> Written problem 1
In the excerpt on Perceptual Control Theory, what is the value of a perceptual signal called?

> Excerpt provided
--------------------------------------------------

Protection against the buffeting of the outer world can be done in two
ways, and life employs them both. The first way is to develop passive
armour, such as a membrane, skin, or shell. But the armour cannot be
so perfect as to isolate the organism completely from the outer world;
if it did, the organism would die an entropic death. Just to sustain a
minimal internal organization, any living thing must at least take in
high-quality energy from the outer world, and excrete disorganized
waste energy. Most do much more.

The second way an organism can protect itself against the disturbances
of the world is to counter them as they occur, actively and
powerfully. To do this, the organism must be able to sense important
states of the outer world, it must be able to compare the sensed
states with desirable conditions for those states, and must be able to
act so as to bring about and maintain the desirable conditions. “To
sense” means to alter some internal state, such as a chemical
concentration or a neural firing rate, in correspondence with changes
of something in the outer world. In Perceptual Control Theory, such an
internal state is called a “perceptual signal,” and the value of a
perceptual signal is a “perception.”

“Perception,” in PCT, carries no connotation of consciousness. It
is just the value of a signal. A perception may be related directly to
the current state of some property of the outer environment, but very
rarely is the connection so direct. The value of a perceptual signal
in most cases depends not only on the current state of the physical
variables that affect sense organs, but also on the current values of
other internal variables, which often depend on the history of the
organism.

The external variables that affect the value of a perceptual signal
might be very complex and context-dependent-such as those that
relate to the perception of the committment of one’s government to
democratic values-or they might be as simple as the rate at which
visible photons impinge on the retina, which relates to the perception
of brightness. Both perceptions, according to Perceptual Control
Theory, are just values of a signal, and neither need be conscious to
be effective. Whatever a perceptual signal depends on, each controlled
perception relates to something, simple of complex, in the outer
environment that can be influenced by the actions of the
organism.

Bringing a perception of some state to a desired (reference or goal)

--------------------------------------------------

> Written problem 2
From the records below, copy out the lines word for word, starting at the line that has "ledge --coords pixels" and stopping after the line that has "[(617, 172), (617, 1), (595, 0), (563, 186), (608, 193)]".

> Material for this task

--------------------------------------------------

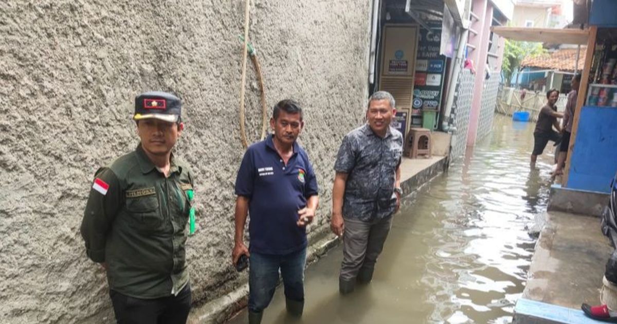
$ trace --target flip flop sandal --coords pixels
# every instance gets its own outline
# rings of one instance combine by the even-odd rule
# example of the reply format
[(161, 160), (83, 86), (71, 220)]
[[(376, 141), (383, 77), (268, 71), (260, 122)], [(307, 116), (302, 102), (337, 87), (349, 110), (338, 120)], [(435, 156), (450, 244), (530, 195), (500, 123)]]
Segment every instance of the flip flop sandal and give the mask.
[(606, 305), (590, 306), (587, 304), (583, 304), (581, 305), (581, 309), (585, 313), (585, 315), (594, 320), (608, 323), (617, 323), (617, 316), (611, 316), (608, 312), (608, 307)]

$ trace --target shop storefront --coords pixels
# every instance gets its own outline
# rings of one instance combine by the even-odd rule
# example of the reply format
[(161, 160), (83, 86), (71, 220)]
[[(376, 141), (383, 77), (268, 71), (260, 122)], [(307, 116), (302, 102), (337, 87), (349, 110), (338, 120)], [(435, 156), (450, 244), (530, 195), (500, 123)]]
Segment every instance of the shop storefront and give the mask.
[(595, 0), (563, 186), (608, 193), (617, 172), (617, 6)]

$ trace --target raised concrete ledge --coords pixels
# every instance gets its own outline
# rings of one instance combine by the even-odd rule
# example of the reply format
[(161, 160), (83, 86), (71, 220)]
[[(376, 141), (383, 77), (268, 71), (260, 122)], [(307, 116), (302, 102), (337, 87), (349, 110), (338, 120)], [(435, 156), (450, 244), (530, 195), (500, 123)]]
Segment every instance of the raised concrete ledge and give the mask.
[[(555, 211), (546, 212), (545, 218), (525, 289), (515, 307), (515, 323), (595, 323), (578, 319), (582, 313), (577, 312), (582, 303), (600, 302), (605, 264), (613, 249), (600, 222)], [(553, 312), (561, 315), (546, 315)]]
[(604, 323), (592, 320), (582, 310), (520, 298), (514, 309), (515, 324), (587, 324)]
[(602, 217), (608, 204), (608, 194), (563, 188), (560, 185), (550, 186), (548, 210)]

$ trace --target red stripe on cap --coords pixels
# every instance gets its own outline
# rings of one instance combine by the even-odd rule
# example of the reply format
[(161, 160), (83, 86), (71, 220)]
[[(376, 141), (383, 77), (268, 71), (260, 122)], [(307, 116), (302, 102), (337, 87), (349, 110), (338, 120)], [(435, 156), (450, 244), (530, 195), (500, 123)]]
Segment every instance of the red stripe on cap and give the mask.
[(164, 99), (144, 99), (144, 109), (166, 109), (167, 102)]
[(106, 182), (104, 181), (103, 180), (101, 180), (98, 178), (94, 179), (94, 183), (96, 183), (97, 185), (101, 186), (101, 188), (106, 190), (109, 189), (109, 185), (107, 185)]

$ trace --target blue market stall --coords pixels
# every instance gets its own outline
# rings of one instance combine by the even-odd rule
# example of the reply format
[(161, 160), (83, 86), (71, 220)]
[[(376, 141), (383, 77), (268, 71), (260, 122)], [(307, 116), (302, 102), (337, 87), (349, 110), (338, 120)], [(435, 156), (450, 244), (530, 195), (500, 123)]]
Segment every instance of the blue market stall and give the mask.
[(617, 172), (617, 1), (595, 0), (563, 186), (608, 193)]

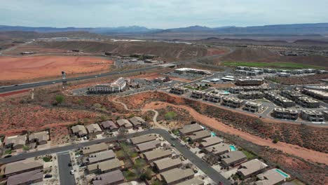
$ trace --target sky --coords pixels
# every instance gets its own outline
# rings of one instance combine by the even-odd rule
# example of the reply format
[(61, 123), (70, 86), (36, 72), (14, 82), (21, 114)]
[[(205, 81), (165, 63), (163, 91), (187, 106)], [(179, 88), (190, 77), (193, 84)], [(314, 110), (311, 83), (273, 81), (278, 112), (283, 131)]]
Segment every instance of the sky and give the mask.
[(0, 25), (168, 29), (328, 22), (328, 0), (0, 0)]

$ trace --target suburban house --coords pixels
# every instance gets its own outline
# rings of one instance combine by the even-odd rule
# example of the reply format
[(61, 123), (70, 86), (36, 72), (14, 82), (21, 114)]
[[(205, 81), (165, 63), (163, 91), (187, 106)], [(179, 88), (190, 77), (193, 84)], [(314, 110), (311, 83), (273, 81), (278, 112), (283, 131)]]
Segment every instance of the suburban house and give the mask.
[(104, 130), (109, 130), (111, 132), (116, 132), (118, 130), (118, 127), (112, 121), (106, 121), (100, 123)]
[(241, 151), (232, 151), (220, 156), (222, 165), (233, 166), (247, 159), (246, 155)]
[(149, 151), (152, 151), (154, 149), (160, 146), (160, 141), (153, 140), (145, 143), (138, 144), (136, 145), (137, 151), (139, 153), (144, 153)]
[(82, 153), (86, 156), (88, 156), (89, 155), (97, 152), (106, 151), (108, 149), (108, 145), (106, 143), (96, 144), (84, 147), (82, 149)]
[(120, 184), (124, 182), (124, 176), (121, 170), (96, 175), (93, 179), (93, 185)]
[(211, 137), (211, 133), (207, 130), (200, 130), (188, 135), (188, 137), (189, 137), (190, 140), (193, 142), (196, 142), (202, 139), (210, 137)]
[(133, 128), (132, 124), (127, 119), (119, 119), (116, 121), (116, 123), (120, 128), (124, 128), (125, 129), (130, 129)]
[(194, 175), (193, 171), (190, 168), (186, 170), (174, 168), (160, 173), (162, 179), (163, 179), (168, 185), (175, 184), (187, 179), (193, 179)]
[(277, 169), (271, 169), (257, 175), (259, 181), (256, 185), (274, 185), (285, 181), (285, 177), (277, 172)]
[(259, 174), (266, 170), (268, 165), (259, 160), (253, 159), (246, 163), (242, 163), (240, 167), (237, 170), (242, 178), (246, 179), (253, 175)]
[(153, 161), (153, 165), (160, 172), (179, 167), (182, 165), (182, 161), (179, 158), (172, 159), (170, 158), (162, 158)]
[(154, 135), (142, 135), (136, 137), (132, 137), (130, 139), (132, 144), (139, 144), (144, 142), (148, 142), (156, 139), (157, 137)]
[(215, 155), (221, 155), (230, 151), (230, 146), (225, 143), (219, 143), (204, 149), (205, 153), (212, 153)]
[(29, 142), (35, 142), (37, 144), (47, 144), (49, 140), (49, 135), (47, 131), (32, 133), (29, 135)]
[(88, 135), (88, 132), (86, 131), (86, 128), (84, 127), (84, 125), (81, 125), (72, 126), (71, 131), (73, 132), (73, 134), (78, 137), (84, 137)]
[(202, 139), (202, 142), (200, 142), (200, 147), (206, 148), (208, 146), (213, 146), (217, 144), (219, 144), (223, 142), (223, 139), (217, 137), (207, 137)]
[(6, 148), (17, 150), (22, 149), (27, 140), (27, 137), (26, 135), (6, 137), (4, 141), (4, 145)]
[(202, 130), (203, 130), (203, 128), (199, 124), (196, 123), (184, 125), (179, 131), (181, 135), (189, 135)]
[(124, 166), (124, 163), (117, 158), (97, 163), (87, 166), (90, 173), (101, 172), (106, 173), (116, 170), (120, 170)]
[(43, 170), (43, 160), (36, 160), (34, 158), (28, 158), (4, 165), (1, 168), (1, 174), (9, 177), (35, 170)]
[(161, 158), (171, 157), (172, 153), (170, 150), (156, 149), (145, 152), (142, 155), (147, 162), (153, 162)]
[(97, 135), (102, 134), (102, 130), (100, 128), (98, 124), (90, 124), (86, 125), (86, 129), (89, 135)]
[(115, 157), (115, 153), (112, 150), (107, 150), (89, 155), (87, 160), (88, 161), (88, 164), (90, 165), (113, 159)]
[(144, 124), (146, 121), (143, 120), (142, 118), (139, 116), (135, 116), (131, 118), (130, 118), (130, 121), (132, 123), (133, 127), (135, 128), (139, 128), (142, 125), (142, 124)]
[(43, 181), (43, 172), (40, 169), (15, 174), (8, 177), (7, 184), (31, 184)]

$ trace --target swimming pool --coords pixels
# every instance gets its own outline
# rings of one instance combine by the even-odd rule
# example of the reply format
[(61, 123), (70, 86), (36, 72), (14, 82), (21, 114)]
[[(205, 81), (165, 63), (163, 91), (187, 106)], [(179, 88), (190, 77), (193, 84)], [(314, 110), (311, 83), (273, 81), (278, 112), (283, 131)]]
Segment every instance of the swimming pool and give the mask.
[(275, 170), (277, 171), (277, 172), (281, 174), (285, 178), (287, 178), (287, 177), (289, 177), (289, 175), (285, 174), (284, 172), (281, 171), (279, 169), (275, 169)]

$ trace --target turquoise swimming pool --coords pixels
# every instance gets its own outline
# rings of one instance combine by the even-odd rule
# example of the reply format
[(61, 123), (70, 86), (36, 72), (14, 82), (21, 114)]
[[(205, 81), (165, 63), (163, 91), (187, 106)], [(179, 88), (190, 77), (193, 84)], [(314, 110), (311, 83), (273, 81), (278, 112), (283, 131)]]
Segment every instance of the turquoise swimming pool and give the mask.
[(289, 175), (285, 174), (284, 172), (281, 171), (279, 169), (275, 169), (275, 171), (277, 171), (278, 173), (281, 174), (281, 175), (282, 175), (285, 178), (287, 178), (288, 177), (289, 177)]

--------------------------------------------------

> Full output 1
It is called a "perception."

> Full output 2
$ trace --target raised concrete ledge --coords pixels
# every instance gets its own outline
# rings of one instance combine by the even-odd rule
# example of the reply format
[(161, 160), (83, 86), (71, 220)]
[[(376, 141), (383, 77), (268, 71), (260, 122)], [(307, 116), (302, 102), (337, 87), (349, 110), (338, 120)], [(435, 156), (450, 244), (530, 195), (500, 123)]]
Segment every instance of the raised concrete ledge and give the mask.
[[(555, 211), (546, 212), (545, 218), (525, 289), (515, 307), (515, 323), (595, 323), (578, 319), (582, 313), (577, 312), (582, 303), (600, 302), (605, 264), (613, 249), (600, 222)], [(553, 312), (561, 315), (546, 315)]]
[(604, 323), (592, 320), (582, 310), (520, 298), (514, 309), (515, 324), (587, 324)]
[(602, 217), (608, 204), (608, 194), (563, 188), (560, 185), (550, 186), (548, 210)]

$ trace --target red stripe on cap --coords pixels
# every instance gets its own outline
# rings of one instance combine by the even-odd rule
# example of the reply format
[(161, 160), (83, 86), (71, 220)]
[[(376, 141), (383, 77), (268, 71), (260, 122)], [(307, 116), (302, 102), (337, 87), (349, 110), (338, 120)], [(435, 156), (450, 244), (530, 195), (500, 123)]]
Segment every instance of the red stripe on cap and give the mask.
[(164, 99), (144, 99), (144, 109), (166, 109), (167, 102)]
[(106, 182), (104, 181), (103, 180), (101, 180), (98, 178), (94, 179), (94, 183), (96, 183), (97, 185), (101, 186), (101, 188), (106, 190), (109, 189), (109, 185), (107, 185)]

$ trace --target blue market stall --coords pixels
# every instance gets its own outline
# rings of one instance combine by the even-odd rule
# example of the reply format
[(161, 160), (83, 86), (71, 220)]
[[(376, 141), (383, 77), (268, 71), (260, 122)], [(307, 116), (302, 102), (337, 87), (349, 110), (338, 120)], [(435, 156), (450, 244), (530, 195), (500, 123)]]
Segment every instance of the blue market stall and give the mask.
[(617, 172), (617, 1), (595, 0), (563, 186), (608, 193)]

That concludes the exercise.